The Serbian artist Andrej Josifovski, aka Pijanista (The Pianist) is best known for his large scale murals and installations that often comment on the Serbian and international pop culture. He is also the founder of Runaway street art festival in Belgrade’s Bežanijska Kosa and Lower Dorćol neighborhoods. Andrej’s vision is to create an open air museum in Bežanijska Kosa neighborhood and to invite different local and foreign artists to leave their mark on the facades of Belgrade.
Through his pieces, the artist always seeks to send a straightforward message, expressed in a beautiful way. As he explains himself, the narrative and the expression of a piece of art should be in complete harmony. Drawing his inspiration from current events, he always chooses the spot for his pieces carefully so that the idea could get its proportional frame. For him, the process of creation is constantly running, seeing the open spaces as an ongoing invitation for intervention.
Pijanista's early pieces were done in spray paint, starting with addressing great people in Serbian history and then turning to addressing people more directly. Whatever the piece he works on, he always seeks to send truthful messages in order to provoke true feelings from the public.
Here are Pijanista's most famous pieces created in Belgrade.
Featured image: Andrej Josifovski Pijanista. Photo credit: Nebojša Babić. Images courtesy the artist.
Coinciding with the day of the opening of Marina Abramović's exhibition Cleaner in Belgrade, Pijanista has installed Golden Flower, an 8-meters-high sculpture which recalls an object we all have in our homes - a toilet brush. The artist described the sculpture, which was facing the downtown Belgrade, as a combination of Banksy's and Jeff Koons' practice.

##########

About this exercise = According to the article about Pijanista, which festival did he found? The lines that come next have no connection to the article about Pijanista.

##########

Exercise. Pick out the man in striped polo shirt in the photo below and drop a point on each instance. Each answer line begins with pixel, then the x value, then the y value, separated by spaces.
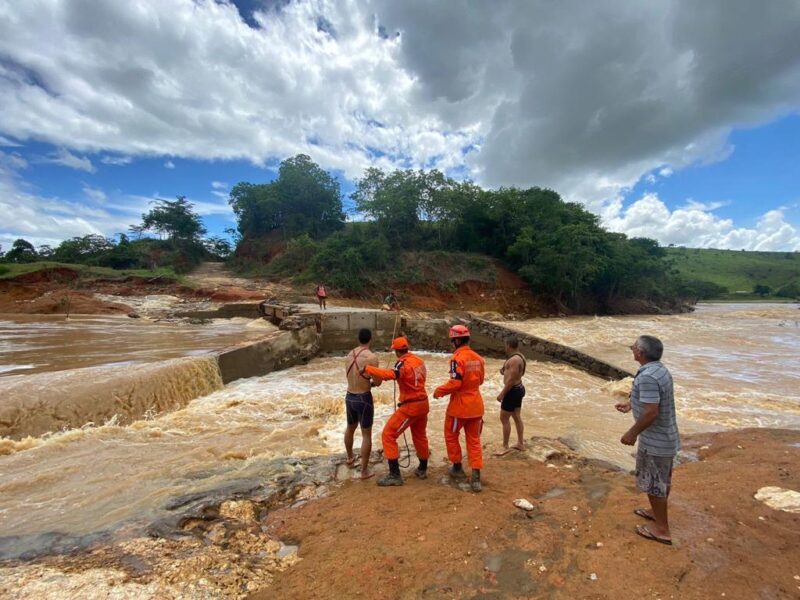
pixel 653 404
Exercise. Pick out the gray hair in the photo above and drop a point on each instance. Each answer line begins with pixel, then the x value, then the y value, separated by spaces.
pixel 650 346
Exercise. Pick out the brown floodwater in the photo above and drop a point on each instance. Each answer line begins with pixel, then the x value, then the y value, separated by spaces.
pixel 732 367
pixel 37 343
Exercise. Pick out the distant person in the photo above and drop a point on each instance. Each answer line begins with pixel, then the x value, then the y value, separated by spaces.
pixel 465 409
pixel 390 302
pixel 510 397
pixel 358 402
pixel 322 296
pixel 653 404
pixel 412 411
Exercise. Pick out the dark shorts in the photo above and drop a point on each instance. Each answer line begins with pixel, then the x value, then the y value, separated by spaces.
pixel 359 409
pixel 653 473
pixel 513 399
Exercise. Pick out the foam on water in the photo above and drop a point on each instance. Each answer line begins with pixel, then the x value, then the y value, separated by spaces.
pixel 730 369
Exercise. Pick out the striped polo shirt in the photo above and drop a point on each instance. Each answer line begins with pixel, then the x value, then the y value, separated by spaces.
pixel 653 385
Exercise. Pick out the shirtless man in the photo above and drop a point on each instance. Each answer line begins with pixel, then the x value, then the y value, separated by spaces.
pixel 358 401
pixel 510 397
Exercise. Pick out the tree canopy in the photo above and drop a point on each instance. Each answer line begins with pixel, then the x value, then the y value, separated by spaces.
pixel 303 199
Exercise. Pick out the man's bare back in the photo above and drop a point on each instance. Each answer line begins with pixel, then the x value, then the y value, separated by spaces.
pixel 355 361
pixel 512 371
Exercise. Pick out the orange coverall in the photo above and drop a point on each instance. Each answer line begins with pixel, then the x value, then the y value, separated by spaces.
pixel 412 410
pixel 465 408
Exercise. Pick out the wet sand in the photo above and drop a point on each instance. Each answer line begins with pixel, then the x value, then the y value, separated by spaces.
pixel 429 539
pixel 95 493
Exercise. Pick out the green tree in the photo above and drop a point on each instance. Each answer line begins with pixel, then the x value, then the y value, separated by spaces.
pixel 175 219
pixel 218 247
pixel 83 250
pixel 303 199
pixel 22 251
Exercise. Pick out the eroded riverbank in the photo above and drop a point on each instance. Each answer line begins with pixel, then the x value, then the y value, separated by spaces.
pixel 98 490
pixel 431 538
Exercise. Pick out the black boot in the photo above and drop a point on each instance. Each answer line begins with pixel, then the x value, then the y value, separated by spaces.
pixel 457 471
pixel 394 477
pixel 475 484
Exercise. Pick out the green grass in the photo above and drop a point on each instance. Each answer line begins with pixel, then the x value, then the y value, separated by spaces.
pixel 738 271
pixel 8 270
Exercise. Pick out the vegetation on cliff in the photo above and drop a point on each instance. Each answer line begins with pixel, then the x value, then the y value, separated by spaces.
pixel 180 244
pixel 559 248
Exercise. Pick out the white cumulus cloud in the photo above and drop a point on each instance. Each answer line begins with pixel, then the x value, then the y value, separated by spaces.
pixel 583 97
pixel 696 225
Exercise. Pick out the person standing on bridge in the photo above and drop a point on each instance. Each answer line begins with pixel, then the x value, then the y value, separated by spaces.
pixel 652 401
pixel 358 402
pixel 465 409
pixel 412 411
pixel 510 397
pixel 322 296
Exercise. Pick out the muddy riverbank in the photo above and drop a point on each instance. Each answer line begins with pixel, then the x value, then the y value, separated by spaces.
pixel 311 537
pixel 428 539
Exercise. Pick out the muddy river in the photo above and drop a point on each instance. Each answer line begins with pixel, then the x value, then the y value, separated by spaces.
pixel 732 364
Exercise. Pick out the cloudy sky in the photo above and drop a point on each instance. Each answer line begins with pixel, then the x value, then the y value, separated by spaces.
pixel 677 120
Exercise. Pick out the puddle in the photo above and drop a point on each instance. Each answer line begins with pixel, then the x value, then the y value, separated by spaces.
pixel 552 493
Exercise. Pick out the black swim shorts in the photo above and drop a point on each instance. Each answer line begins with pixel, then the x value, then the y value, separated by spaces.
pixel 360 409
pixel 513 399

##########

Your solution = He founded the Runaway street art festival in Belgrade.